Entries from a point annotation set:
■ ■ ■ ■

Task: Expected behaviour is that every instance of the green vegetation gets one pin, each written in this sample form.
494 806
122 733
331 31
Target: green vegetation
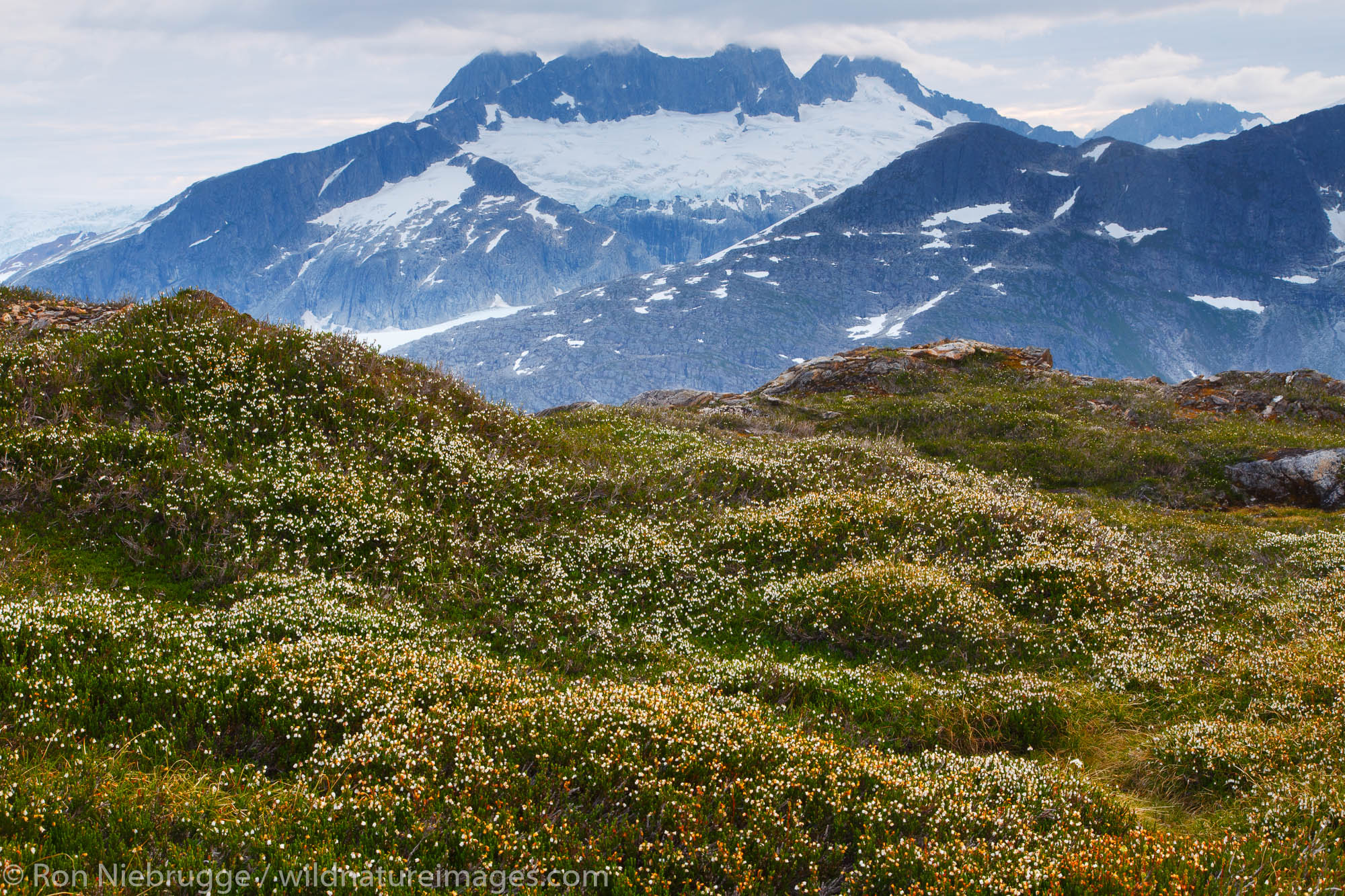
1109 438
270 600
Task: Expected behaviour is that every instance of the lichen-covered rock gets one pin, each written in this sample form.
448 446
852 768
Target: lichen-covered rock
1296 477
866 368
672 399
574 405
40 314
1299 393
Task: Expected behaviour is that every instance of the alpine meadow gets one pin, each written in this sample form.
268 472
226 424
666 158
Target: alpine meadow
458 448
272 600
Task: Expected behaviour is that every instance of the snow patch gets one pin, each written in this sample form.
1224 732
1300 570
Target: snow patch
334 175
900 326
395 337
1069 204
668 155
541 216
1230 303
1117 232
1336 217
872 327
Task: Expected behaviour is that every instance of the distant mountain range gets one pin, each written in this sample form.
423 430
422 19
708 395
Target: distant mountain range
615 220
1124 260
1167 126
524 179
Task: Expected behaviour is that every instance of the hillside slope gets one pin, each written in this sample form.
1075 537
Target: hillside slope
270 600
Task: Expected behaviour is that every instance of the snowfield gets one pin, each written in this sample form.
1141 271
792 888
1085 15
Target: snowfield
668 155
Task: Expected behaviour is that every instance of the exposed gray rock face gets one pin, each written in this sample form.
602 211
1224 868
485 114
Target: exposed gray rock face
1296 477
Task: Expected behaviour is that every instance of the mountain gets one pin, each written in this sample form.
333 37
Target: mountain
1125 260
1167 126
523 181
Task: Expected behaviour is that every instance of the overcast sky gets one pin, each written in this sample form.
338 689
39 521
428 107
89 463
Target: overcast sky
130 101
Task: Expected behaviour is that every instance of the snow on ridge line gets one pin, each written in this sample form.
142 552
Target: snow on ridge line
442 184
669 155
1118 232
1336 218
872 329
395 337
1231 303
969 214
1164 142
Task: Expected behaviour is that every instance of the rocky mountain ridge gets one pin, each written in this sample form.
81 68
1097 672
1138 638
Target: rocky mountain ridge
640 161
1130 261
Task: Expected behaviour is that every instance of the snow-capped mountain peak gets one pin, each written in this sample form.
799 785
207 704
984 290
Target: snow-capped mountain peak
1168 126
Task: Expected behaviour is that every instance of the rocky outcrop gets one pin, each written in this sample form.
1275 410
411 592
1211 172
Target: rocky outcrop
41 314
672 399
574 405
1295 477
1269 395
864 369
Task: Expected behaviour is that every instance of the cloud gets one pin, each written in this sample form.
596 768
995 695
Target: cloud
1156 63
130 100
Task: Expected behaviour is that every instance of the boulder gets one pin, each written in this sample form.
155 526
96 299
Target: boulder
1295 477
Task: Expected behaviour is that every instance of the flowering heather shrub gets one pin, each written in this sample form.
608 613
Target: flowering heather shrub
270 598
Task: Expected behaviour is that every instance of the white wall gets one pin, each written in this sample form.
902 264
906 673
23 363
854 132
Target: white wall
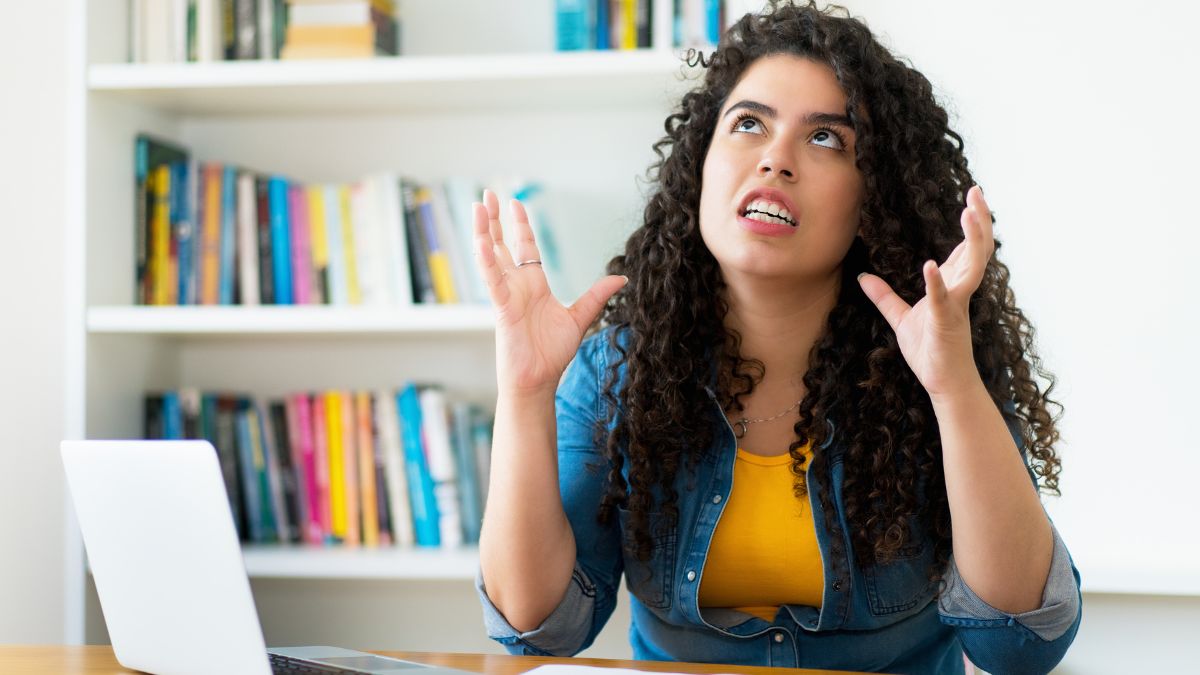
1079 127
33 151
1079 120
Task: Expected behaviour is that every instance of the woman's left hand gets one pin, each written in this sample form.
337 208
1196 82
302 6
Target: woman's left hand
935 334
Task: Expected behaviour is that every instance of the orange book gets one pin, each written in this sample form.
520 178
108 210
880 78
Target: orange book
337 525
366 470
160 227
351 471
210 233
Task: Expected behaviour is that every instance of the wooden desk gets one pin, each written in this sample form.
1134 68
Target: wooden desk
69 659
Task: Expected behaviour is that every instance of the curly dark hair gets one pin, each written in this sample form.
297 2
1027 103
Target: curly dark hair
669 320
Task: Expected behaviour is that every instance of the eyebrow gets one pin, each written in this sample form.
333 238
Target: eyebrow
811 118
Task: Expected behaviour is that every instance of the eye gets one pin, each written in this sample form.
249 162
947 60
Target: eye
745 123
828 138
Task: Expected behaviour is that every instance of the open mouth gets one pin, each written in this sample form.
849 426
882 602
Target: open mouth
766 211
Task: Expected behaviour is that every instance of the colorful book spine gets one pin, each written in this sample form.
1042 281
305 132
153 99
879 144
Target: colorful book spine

■ ■ ■ ■

> _Challenge_
Please write out all of the lines above word for word, leaving the pictures out.

> _Answer to this exercise_
Task: Expected behaviour is that every instance of the green vegetation gets one pin, each written in this sample form.
494 806
122 733
331 31
Target: green vegetation
1109 438
270 600
Task: Expected behaviour is that every instance of the lichen-covered rock gets one pin, each written in this sample form.
448 446
852 768
Target: lichen-covered rock
1296 477
866 368
672 399
574 405
40 314
1299 393
Task: Expected behaviour is that every instance of the alpine meadow gets one pin, each written in this sample form.
268 472
226 424
666 158
Target: alpine meadow
458 448
272 600
Task: Expected behaviour is that every instance of the snow patch gets one pin, each written in this sample form.
1224 732
1300 570
Target: snow patch
334 175
900 326
395 337
1069 204
668 155
541 216
1230 303
1117 232
1336 217
872 327
Task: Expected behaviour is that every instance of the distant mountain range gets one pin, each written in this sample form.
423 430
422 19
708 395
Target: distant mountain range
615 220
1124 260
1167 126
524 179
Task: Expected behaviour is that every instance of the hillside slope gets one pin, each written in this sample form.
1075 537
Target: hillside slope
270 600
Task: Expected behaviour is that every instance of the snowfield gets one pin, each written in this sample form.
1141 271
792 888
1085 15
Target: snowfield
668 155
Task: Expected behaviour is that every instance of the exposed gray rock face gets one pin, each written in this sample form.
602 211
1224 868
485 114
Target: exposed gray rock face
1296 477
Task: Expected behaviour is that every instance of the mountain gets one pin, each written in this sample form.
333 37
Target: mountain
1125 260
1167 126
523 181
Task: Expected behaviour is that every instance of the overcast sky gets one pin, each written in this sample form.
338 689
39 521
428 107
89 463
Target: overcast sky
130 101
Task: Expected behaviour is that every instance of the snow on ridge line gets one pin, each written in this sample form.
142 552
Target: snow on ridge line
442 184
669 155
1118 232
1336 218
872 329
395 337
1231 303
969 214
1164 142
Task: Expected behaviour is that every instance of the rocky mountain ridge gets one pin, each written in this sample form.
81 68
1097 672
1138 638
Target: rocky mountain ridge
640 161
1130 261
Task: Expected behaviour is that every instance of the snow-capped mountain peak gets one pin, each written in this sample form.
799 785
207 704
984 290
Target: snow-capped mountain peak
1168 126
Task: Expected behaviour is that every instance of the rocky outcrop gets one pin, each written in this sample form.
1275 410
411 592
1211 172
Target: rocky outcrop
41 314
672 399
574 405
1295 477
1269 395
864 369
Task: Expected behaviour is that every instance of the cloud gets one pin, each written in this sample form.
596 768
995 695
Target: cloud
1156 63
130 100
Task: Expected behaviour is that every instance of the boulder gets one pin, each written in this sample form.
155 526
96 299
Target: boulder
1295 477
Task: Expected behaviour is that every instance of the flowering heather shrub gets one pin, each written in this sample form.
608 613
Target: flowering heather shrub
270 598
Task: Expected behaviour is that every instance of the white wall gets one pin, each written in this sample form.
902 264
906 673
23 363
854 132
Target: white wall
1079 127
33 151
1079 120
Task: Expected behaviour is that every instance of the woman's left hand gets one pin, each written in this sample form.
337 208
1196 82
302 6
Target: woman's left hand
935 334
Task: Expected behaviour is that every instance of the orange book gets one pin, each written in this sample form.
520 178
108 210
880 78
Target: orange book
337 525
366 470
160 227
351 471
210 233
Task: Expected behaviour is that every instance of the wooden desk gets one pin, each written in this sample form.
1134 68
Target: wooden desk
69 659
Task: Expected behaviour is that every instance of the curly dark hair gets one pin, each written in this sample form.
297 2
1027 103
Target: curly dark hair
669 320
Task: Expected behaviour is that every instance of the eyebrow gets one pin, each written in this sample form.
333 238
Target: eyebrow
811 118
Task: Expected behaviour is that every instance of the eye gets one pin, each written in this sample form.
249 162
947 60
Target: eye
745 123
828 138
Task: Expected behaviour is that every instance of the open mouth gets one pin, each written in this sample form.
849 426
882 602
Target: open mouth
766 211
Task: Expected behaviour is that every instance of the colorful book spine gets one pin, each written in this sample form.
1042 281
305 132
153 99
879 144
Target: colorful book spine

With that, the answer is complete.